Stored items
■ ■ ■ ■
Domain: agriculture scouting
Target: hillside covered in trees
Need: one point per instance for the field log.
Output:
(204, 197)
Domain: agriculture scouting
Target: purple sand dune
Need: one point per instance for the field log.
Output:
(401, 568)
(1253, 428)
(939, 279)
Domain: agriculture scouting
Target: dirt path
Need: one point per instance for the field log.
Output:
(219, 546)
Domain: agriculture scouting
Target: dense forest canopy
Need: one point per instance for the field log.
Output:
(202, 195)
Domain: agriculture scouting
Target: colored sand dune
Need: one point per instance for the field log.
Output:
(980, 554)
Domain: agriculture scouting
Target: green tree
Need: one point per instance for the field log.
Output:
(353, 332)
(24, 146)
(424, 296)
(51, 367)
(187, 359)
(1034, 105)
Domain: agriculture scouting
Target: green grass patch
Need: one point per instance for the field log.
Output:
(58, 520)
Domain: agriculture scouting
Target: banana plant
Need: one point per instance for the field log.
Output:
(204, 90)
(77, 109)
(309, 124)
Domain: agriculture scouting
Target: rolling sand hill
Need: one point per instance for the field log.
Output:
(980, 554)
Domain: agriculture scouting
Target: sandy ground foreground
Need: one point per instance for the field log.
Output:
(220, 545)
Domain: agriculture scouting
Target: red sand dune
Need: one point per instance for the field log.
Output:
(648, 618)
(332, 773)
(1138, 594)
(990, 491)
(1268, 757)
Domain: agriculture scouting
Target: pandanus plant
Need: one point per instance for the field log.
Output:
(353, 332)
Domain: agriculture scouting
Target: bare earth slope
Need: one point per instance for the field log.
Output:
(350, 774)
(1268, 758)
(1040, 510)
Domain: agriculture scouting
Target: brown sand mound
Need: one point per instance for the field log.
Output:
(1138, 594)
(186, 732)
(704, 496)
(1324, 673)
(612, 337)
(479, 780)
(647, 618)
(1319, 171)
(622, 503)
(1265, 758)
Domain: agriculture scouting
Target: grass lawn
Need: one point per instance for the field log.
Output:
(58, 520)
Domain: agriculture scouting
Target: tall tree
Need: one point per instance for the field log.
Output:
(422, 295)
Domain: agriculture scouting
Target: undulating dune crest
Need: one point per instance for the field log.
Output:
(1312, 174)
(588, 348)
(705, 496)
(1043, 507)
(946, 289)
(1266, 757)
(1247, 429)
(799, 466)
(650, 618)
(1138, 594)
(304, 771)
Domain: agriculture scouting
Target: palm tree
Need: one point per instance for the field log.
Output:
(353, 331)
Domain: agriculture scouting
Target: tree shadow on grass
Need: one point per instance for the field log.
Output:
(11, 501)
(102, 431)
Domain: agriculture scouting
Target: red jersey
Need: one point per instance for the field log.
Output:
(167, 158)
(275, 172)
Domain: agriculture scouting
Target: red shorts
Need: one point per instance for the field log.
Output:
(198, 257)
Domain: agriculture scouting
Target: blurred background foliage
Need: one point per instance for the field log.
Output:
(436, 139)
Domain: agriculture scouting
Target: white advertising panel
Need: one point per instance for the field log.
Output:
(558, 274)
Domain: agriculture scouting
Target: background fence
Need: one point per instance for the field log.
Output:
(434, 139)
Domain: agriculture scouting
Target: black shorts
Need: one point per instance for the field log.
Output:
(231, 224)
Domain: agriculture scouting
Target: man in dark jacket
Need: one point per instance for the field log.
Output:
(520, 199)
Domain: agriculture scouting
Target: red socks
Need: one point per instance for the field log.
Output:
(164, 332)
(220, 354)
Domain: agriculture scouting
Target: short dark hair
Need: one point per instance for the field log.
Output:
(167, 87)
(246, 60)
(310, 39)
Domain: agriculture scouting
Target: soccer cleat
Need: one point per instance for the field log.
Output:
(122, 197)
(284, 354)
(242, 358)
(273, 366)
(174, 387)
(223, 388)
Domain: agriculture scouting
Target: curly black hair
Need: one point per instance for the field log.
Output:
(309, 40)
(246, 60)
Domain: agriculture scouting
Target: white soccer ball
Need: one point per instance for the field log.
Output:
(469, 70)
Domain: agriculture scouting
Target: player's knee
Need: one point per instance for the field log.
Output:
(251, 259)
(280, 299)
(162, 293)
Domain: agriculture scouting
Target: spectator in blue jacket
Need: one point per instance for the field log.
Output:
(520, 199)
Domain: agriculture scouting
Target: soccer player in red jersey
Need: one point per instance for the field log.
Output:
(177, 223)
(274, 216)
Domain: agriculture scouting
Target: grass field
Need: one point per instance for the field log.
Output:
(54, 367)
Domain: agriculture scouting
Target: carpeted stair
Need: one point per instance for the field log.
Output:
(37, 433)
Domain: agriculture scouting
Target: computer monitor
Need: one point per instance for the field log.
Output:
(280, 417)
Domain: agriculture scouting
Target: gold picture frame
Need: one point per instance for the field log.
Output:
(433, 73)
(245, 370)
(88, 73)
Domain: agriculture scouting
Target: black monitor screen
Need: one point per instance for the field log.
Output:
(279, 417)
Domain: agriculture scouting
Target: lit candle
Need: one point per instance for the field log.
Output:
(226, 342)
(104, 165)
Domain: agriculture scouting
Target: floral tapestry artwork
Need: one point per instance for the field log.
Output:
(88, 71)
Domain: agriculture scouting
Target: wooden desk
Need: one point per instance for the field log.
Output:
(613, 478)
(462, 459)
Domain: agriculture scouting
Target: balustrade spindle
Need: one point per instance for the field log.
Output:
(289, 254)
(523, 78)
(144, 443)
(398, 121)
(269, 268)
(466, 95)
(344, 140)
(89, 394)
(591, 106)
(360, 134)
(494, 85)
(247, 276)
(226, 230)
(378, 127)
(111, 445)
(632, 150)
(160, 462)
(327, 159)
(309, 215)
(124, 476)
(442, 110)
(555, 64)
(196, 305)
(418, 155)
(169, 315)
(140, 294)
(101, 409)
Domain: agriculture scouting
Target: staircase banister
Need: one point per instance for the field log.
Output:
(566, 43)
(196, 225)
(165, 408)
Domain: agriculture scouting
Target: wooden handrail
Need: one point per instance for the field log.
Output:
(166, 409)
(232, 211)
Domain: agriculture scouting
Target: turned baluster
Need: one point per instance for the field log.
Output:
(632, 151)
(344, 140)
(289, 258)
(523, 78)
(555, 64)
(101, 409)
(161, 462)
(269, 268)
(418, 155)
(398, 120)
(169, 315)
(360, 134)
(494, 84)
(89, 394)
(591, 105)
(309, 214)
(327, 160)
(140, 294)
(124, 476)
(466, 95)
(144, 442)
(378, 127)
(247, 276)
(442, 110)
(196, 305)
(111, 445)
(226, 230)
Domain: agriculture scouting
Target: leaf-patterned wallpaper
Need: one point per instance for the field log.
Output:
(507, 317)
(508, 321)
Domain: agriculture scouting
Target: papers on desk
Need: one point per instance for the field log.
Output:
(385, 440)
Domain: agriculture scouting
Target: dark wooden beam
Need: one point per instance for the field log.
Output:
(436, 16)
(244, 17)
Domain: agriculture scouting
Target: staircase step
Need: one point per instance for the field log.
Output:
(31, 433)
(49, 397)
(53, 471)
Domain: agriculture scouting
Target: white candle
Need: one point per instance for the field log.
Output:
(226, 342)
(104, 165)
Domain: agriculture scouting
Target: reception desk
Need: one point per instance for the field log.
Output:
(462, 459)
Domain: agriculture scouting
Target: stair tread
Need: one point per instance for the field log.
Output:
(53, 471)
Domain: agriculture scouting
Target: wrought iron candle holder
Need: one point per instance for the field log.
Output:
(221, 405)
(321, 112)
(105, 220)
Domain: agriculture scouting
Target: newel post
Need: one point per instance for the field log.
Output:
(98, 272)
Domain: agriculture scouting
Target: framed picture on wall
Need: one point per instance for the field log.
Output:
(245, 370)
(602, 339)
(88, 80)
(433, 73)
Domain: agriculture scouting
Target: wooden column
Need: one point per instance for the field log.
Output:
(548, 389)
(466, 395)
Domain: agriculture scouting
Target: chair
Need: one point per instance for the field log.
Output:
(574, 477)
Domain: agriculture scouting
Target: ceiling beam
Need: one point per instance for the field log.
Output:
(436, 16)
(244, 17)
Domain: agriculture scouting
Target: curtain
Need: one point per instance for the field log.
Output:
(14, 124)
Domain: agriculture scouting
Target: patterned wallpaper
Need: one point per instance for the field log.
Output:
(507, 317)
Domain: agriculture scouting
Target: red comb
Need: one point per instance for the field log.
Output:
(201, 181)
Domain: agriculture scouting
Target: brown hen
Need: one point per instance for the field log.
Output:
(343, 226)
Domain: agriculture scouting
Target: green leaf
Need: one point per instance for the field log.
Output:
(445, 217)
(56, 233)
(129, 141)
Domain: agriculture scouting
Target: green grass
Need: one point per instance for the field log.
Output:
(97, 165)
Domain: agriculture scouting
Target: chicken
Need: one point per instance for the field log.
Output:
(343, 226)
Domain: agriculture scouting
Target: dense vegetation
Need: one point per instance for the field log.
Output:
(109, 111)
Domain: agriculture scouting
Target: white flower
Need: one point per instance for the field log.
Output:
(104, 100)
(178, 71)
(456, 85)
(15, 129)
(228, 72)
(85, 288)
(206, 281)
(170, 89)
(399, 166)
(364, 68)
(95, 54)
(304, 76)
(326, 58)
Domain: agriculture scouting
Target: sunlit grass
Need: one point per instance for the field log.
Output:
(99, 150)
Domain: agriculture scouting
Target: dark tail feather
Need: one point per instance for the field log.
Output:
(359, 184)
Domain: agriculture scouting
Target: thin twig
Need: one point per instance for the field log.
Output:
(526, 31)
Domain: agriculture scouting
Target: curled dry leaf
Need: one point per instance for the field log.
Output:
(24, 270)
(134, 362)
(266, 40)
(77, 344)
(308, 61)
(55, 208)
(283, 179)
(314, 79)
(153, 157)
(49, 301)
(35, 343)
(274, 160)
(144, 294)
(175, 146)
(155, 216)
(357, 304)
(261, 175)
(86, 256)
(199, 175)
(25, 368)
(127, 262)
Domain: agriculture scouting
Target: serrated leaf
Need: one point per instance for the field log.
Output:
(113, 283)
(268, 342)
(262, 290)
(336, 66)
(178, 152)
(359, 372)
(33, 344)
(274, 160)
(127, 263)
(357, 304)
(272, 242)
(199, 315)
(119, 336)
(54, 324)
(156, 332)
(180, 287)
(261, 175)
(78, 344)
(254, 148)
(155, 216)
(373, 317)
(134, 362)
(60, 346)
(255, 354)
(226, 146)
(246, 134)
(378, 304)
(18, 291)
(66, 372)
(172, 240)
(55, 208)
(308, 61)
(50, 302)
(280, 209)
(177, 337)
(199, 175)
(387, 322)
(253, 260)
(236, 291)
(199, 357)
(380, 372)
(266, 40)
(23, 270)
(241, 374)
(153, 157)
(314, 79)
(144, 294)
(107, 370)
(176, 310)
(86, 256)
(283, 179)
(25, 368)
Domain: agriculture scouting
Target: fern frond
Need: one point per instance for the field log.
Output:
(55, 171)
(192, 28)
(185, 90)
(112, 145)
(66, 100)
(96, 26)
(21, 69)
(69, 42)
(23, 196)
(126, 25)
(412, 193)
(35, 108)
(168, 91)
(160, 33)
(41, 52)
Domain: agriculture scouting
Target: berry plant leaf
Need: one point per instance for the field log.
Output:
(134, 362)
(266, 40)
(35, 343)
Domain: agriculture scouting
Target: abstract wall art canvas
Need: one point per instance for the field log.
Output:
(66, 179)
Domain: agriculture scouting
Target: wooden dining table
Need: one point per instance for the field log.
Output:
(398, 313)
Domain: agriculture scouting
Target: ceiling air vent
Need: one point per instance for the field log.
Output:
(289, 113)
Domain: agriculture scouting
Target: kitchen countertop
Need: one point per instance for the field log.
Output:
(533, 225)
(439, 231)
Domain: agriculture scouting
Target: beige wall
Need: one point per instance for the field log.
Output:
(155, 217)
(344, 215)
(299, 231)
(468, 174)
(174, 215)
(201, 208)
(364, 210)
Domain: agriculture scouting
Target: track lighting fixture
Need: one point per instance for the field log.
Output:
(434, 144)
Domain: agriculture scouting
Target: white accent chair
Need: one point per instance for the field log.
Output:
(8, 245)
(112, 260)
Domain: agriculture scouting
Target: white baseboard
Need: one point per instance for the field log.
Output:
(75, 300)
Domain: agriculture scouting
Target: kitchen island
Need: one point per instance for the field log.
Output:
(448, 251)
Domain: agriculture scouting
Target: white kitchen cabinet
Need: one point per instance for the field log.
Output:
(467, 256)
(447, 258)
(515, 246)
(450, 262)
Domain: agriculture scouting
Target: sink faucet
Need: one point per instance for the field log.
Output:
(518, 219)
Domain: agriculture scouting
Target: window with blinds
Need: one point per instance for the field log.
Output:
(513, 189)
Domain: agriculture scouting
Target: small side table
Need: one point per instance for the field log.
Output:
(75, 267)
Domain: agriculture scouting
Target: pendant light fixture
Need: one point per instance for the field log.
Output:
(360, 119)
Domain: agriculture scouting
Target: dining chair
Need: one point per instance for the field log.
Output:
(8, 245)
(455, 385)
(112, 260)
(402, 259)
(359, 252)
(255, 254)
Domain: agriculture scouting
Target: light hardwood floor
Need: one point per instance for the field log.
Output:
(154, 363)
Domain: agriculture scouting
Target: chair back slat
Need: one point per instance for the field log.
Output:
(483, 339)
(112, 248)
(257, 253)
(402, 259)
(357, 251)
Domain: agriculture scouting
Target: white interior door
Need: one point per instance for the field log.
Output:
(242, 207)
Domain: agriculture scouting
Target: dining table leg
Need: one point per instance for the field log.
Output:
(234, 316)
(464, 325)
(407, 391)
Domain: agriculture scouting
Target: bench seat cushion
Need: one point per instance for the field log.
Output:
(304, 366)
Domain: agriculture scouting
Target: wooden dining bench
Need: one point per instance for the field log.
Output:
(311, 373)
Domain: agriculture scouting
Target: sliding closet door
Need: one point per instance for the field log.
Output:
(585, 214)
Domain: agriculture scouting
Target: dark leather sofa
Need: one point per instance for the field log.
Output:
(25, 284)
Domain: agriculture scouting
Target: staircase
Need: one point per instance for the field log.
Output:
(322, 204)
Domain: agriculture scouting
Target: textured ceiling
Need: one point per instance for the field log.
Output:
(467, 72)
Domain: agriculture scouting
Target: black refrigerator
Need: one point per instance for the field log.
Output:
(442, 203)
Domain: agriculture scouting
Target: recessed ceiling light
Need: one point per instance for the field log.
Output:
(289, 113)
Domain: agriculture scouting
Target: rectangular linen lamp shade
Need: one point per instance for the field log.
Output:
■ ■ ■ ■
• Exercise
Please identify every line in the data above that contains the word "table", and copy each one.

• Task output
Target: wooden dining table
Target: small side table
Target: dining table leg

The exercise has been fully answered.